- [Exercise directions]
The records below are to be repeated in full, exactly as they are.

---------- Information given ----------

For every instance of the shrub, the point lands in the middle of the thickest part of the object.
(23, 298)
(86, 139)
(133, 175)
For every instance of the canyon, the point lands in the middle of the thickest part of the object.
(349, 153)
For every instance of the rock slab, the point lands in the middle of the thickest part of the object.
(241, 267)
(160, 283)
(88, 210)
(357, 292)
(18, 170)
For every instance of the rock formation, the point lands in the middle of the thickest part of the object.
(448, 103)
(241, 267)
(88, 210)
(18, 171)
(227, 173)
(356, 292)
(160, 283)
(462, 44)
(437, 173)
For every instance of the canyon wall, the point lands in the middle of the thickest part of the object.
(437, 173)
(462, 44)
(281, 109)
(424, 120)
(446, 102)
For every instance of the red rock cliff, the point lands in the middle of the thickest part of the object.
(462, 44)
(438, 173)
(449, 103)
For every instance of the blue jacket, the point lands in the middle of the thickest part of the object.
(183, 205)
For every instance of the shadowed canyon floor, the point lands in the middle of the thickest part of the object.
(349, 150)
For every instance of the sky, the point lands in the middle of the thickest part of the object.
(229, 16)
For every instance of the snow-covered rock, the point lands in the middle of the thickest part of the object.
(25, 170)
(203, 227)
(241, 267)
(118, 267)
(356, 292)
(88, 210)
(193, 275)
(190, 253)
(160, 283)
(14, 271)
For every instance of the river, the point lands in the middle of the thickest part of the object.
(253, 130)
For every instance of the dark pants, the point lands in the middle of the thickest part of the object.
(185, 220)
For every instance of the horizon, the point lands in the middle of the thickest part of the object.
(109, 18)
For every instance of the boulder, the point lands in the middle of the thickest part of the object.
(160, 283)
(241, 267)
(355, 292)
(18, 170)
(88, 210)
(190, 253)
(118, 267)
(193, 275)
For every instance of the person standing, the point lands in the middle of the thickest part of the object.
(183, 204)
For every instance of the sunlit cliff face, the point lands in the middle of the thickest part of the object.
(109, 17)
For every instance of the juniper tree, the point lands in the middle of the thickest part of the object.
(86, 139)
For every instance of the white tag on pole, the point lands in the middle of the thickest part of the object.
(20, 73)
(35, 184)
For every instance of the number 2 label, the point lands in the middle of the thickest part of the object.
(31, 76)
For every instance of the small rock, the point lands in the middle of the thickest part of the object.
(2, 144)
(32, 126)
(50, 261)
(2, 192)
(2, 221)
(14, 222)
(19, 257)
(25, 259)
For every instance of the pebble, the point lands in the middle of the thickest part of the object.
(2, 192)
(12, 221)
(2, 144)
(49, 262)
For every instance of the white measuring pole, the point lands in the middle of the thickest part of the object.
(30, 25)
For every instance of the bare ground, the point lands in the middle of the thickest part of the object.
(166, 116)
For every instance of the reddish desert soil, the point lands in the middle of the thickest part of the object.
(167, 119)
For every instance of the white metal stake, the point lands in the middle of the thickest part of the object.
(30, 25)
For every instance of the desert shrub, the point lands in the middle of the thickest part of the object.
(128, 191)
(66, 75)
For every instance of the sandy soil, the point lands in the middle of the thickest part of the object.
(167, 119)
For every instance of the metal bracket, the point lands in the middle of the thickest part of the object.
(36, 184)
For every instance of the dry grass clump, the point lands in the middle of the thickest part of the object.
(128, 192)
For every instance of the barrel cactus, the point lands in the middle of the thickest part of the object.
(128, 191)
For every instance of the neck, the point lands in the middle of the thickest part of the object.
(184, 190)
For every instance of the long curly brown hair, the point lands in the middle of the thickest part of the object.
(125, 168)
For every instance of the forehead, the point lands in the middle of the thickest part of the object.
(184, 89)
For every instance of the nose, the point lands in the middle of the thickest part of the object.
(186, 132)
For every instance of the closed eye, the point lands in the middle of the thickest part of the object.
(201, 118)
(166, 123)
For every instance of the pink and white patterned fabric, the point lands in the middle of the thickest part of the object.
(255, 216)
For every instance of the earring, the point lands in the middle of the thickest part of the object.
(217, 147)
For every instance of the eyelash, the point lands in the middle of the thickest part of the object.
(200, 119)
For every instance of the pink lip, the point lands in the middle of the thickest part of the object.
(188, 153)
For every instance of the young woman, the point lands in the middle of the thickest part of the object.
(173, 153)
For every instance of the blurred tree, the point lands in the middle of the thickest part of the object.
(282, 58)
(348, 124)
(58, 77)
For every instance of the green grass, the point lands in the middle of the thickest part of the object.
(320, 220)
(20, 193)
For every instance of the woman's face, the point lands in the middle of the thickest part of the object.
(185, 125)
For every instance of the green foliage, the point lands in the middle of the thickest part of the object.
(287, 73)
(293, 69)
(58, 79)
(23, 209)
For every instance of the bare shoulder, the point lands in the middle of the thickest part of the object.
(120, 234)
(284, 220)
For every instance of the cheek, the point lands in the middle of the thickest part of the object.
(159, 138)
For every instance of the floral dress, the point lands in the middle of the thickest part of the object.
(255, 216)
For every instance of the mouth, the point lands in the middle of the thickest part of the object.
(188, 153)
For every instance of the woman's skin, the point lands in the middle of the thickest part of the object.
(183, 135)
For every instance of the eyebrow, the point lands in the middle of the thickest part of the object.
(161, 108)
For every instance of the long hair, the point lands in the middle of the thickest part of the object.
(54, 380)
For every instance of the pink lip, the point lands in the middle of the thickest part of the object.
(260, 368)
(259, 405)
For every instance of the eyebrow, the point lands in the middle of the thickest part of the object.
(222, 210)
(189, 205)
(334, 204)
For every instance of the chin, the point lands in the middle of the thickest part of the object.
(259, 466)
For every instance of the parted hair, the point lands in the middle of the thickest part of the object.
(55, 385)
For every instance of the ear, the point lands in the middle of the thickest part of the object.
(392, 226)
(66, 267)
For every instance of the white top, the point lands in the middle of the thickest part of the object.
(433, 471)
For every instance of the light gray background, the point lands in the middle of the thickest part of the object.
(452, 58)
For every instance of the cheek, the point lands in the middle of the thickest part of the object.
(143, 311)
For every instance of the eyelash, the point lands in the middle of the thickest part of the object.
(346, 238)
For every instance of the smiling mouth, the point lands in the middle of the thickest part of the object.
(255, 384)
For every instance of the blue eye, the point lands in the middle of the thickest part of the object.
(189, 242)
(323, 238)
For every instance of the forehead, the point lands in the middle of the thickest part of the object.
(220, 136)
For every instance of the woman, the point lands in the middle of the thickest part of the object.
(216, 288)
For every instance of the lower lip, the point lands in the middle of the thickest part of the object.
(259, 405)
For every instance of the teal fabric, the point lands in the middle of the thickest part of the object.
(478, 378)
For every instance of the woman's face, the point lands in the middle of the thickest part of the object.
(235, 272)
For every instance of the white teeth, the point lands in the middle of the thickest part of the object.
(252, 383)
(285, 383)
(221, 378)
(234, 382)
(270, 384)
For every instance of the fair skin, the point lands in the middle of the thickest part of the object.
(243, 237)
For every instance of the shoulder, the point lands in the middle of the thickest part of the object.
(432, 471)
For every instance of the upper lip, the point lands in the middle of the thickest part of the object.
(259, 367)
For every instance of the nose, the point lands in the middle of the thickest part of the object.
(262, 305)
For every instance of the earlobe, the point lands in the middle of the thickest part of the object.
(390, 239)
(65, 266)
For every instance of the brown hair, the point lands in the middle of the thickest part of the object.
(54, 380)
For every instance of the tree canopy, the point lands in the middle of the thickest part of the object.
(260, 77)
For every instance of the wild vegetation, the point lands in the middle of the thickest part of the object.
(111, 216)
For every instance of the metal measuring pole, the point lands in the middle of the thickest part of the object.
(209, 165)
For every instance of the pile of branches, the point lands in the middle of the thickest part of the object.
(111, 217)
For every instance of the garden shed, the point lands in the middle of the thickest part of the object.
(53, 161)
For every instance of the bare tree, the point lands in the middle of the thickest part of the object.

----------

- [Correct result]
For every instance of the shrub, the point lands in the middle of the thickest part of the object.
(23, 298)
(86, 139)
(133, 175)
For every instance of the canyon, the point lands in the middle of the thickest part of the object.
(349, 153)
For every instance of the rock slab, the point lands in the middle of the thickest part of the object.
(241, 267)
(160, 283)
(88, 210)
(357, 292)
(18, 170)
For every instance of the rock formation, the point lands in the middle of the thickest part of the object.
(448, 103)
(241, 267)
(88, 210)
(18, 171)
(227, 173)
(356, 292)
(160, 283)
(462, 44)
(437, 173)
For every instance of the canyon wall, the point lands in the middle of the thickest part of the object.
(437, 173)
(462, 44)
(281, 109)
(424, 120)
(446, 102)
For every instance of the red rock cliff, the point lands in the middle of the thickest part of the object.
(462, 44)
(438, 173)
(449, 103)
For every instance of the blue jacket, the point lands in the middle of the thickest part of the object.
(183, 205)
For every instance of the shadowed canyon floor, the point lands in the middle of the thickest part of the object.
(349, 150)
For every instance of the sky, the point lands in the middle of the thickest part of the object.
(229, 16)
For every instance of the snow-covered rock, the point lands in the middle of the thickest part of the object.
(25, 170)
(203, 227)
(241, 267)
(118, 267)
(356, 292)
(88, 210)
(193, 275)
(190, 253)
(160, 283)
(14, 271)
For every instance of the river, the point lands in the middle of the thickest part of the object.
(253, 130)
For every instance of the dark pants, the point lands in the middle of the thickest part of the object.
(185, 220)
For every instance of the horizon, the point lands in the middle of the thickest part of the object.
(109, 18)
For every instance of the boulder, the point lands in the middle of the thickest part of the object.
(160, 283)
(241, 267)
(355, 292)
(18, 170)
(88, 210)
(190, 253)
(118, 267)
(193, 275)
For every instance of the person standing, the point lands in the middle of the thickest part of the object.
(183, 204)
For every instance of the sunlit cliff face, the point lands in the middle of the thickest part of the object.
(109, 17)
For every instance of the juniper tree, the point lands in the middle of the thickest part of the object.
(86, 139)
For every instance of the white tag on pole, the point lands in the middle of the thickest part of the object.
(20, 73)
(35, 184)
For every instance of the number 2 label, the point lands in the middle of the thickest part of the object.
(31, 76)
For every instance of the small rock, the point lands in the middle of the thickest part of the object.
(2, 144)
(32, 126)
(50, 261)
(2, 192)
(2, 221)
(14, 222)
(19, 257)
(25, 259)
For every instance of the pebble, the point lands in the middle of the thickest part of the object.
(2, 192)
(12, 221)
(2, 144)
(49, 262)
For every instance of the white measuring pole, the point lands in the middle of the thickest part of the object.
(30, 25)
For every instance of the bare ground, the point lands in the middle of the thickest part of the object.
(166, 116)
For every instance of the reddish desert soil, the point lands in the middle of the thickest part of the object.
(167, 119)
For every instance of the white metal stake, the point lands in the middle of the thickest part of the object.
(30, 25)
For every instance of the desert shrub, the point lands in the middle of the thickest part of the object.
(128, 191)
(66, 75)
For every instance of the sandy soil, the point lands in the middle of the thickest part of the object.
(167, 119)
For every instance of the metal bracket, the point lands in the middle of the thickest part of the object.
(36, 184)
For every instance of the dry grass clump, the point lands in the middle of the thickest part of the object.
(128, 192)
For every instance of the barrel cactus, the point lands in the middle of the thickest part of the object.
(128, 191)
For every instance of the neck, the point lands in the middle of the thickest part of the object.
(184, 190)
For every instance of the long curly brown hair, the point lands in the middle of the thickest part of the object.
(125, 168)
For every instance of the forehead, the point lands in the middle of the thickest part of the object.
(184, 89)
For every instance of the nose, the point lands in the middle of the thickest part of the object.
(186, 132)
For every instance of the closed eye, the point lands in the middle of the thickest part of the object.
(201, 118)
(166, 123)
For every instance of the pink and white patterned fabric, the point lands in the middle of the thickest part of the object.
(255, 216)
For every instance of the earring, the point lands in the middle of the thickest part of the object.
(217, 147)
For every instance of the eyelash, the point lands in the middle of the thickest part of the object.
(200, 119)
For every instance of the pink lip, the point lands in the middle of the thickest part of the object.
(188, 153)
For every instance of the young woman, the point lands in the middle of the thickest part of the object.
(173, 153)
For every instance of the blurred tree, the point lands in the middle of the thickest part of the object.
(282, 58)
(348, 124)
(58, 77)
For every instance of the green grass, the point lands in the middle of the thickest part of the object.
(320, 220)
(20, 193)
For every instance of the woman's face, the point lands in the middle of the thickest part of the object.
(185, 125)
For every instance of the green foliage, the point lands in the middle of the thickest part of the object.
(287, 73)
(293, 69)
(58, 79)
(23, 209)
For every instance of the bare shoulder, the point lands in the middle of the thickest part of the object.
(120, 234)
(284, 220)
For every instance of the cheek, the point lands in the middle of the thickest part of the object.
(159, 138)
For every instance of the floral dress, the point lands in the middle of the thickest part of the object.
(255, 216)
For every instance of the mouth, the point lands in the middle of the thickest part of the object.
(188, 153)
For every instance of the woman's skin, the point lands in the middle of the thickest part of the object.
(183, 135)
For every instance of the eyebrow, the point lands in the middle of the thickest part of the object.
(161, 108)
For every instance of the long hair, the point lands in the middle of the thickest part of the object.
(54, 380)
For every instance of the pink lip, the point lands in the middle of the thickest part of the object.
(260, 368)
(259, 405)
For every instance of the eyebrow, the point lands in the middle of the thickest part of the object.
(222, 210)
(189, 205)
(334, 204)
For every instance of the chin, the point lands in the middle of the thickest part of the object.
(259, 466)
For every instance of the parted hair, the point lands in the middle of the thickest part of the object.
(55, 385)
For every instance of the ear, the point lands in the middle of the thickest part of the object.
(392, 226)
(66, 267)
For every instance of the white top, the point lands in the middle of the thickest part of the object.
(433, 471)
For every instance of the light gray background, the point lands in the middle of the thickest part of the object.
(452, 58)
For every instance of the cheek, the point lands in the middle of the thickest part of the object.
(143, 311)
For every instance of the eyelash, the point lands in the middle of the thickest part of the object.
(346, 238)
For every instance of the smiling mouth, the point lands in the middle of the thickest part of the object.
(255, 384)
For every instance of the blue eye, the point lands in the middle of the thickest part of the object.
(189, 242)
(323, 238)
For every instance of the forehead, the point lands in the middle of the thickest part of the object.
(220, 136)
For every instance of the woman, the point lands in the middle of the thickest part of the object.
(216, 288)
For every instance of the lower lip, the point lands in the middle of the thickest part of the object.
(259, 405)
For every instance of the teal fabric, the point lands in the middle of the thickest part of the object.
(478, 378)
For every instance of the woman's face, the point lands in the middle of the thickest part of the object.
(235, 272)
For every instance of the white teeth, the point lands in the middle of the thickest part of the object.
(252, 383)
(285, 383)
(221, 378)
(234, 382)
(270, 384)
For every instance of the fair skin, the point lands in the middle of the thickest part of the object.
(243, 237)
For every instance of the shoulder, the point lands in the middle of the thickest part of the object.
(432, 471)
For every instance of the upper lip, the point lands in the middle of the thickest part of the object.
(259, 367)
For every instance of the nose, the point lands in the middle of the thickest part of the object.
(262, 305)
For every instance of the earlobe, the point lands in the middle of the thickest part of the object.
(390, 239)
(65, 266)
For every instance of the brown hair, the point lands in the middle of the thickest part of the object.
(54, 380)
For every instance of the tree canopy, the point lands in the middle of the thickest part of the object.
(260, 77)
For every instance of the wild vegetation, the point lands in the middle of the thickest part of the object.
(111, 216)
For every instance of the metal measuring pole, the point lands in the middle of the thickest part of the object.
(209, 165)
For every instance of the pile of branches, the point lands in the middle of the thickest part of the object.
(111, 217)
For every instance of the garden shed, the point lands in the middle of the thickest part of the object.
(53, 161)
For every instance of the bare tree, the point lands in the middle of the thickest part of the object.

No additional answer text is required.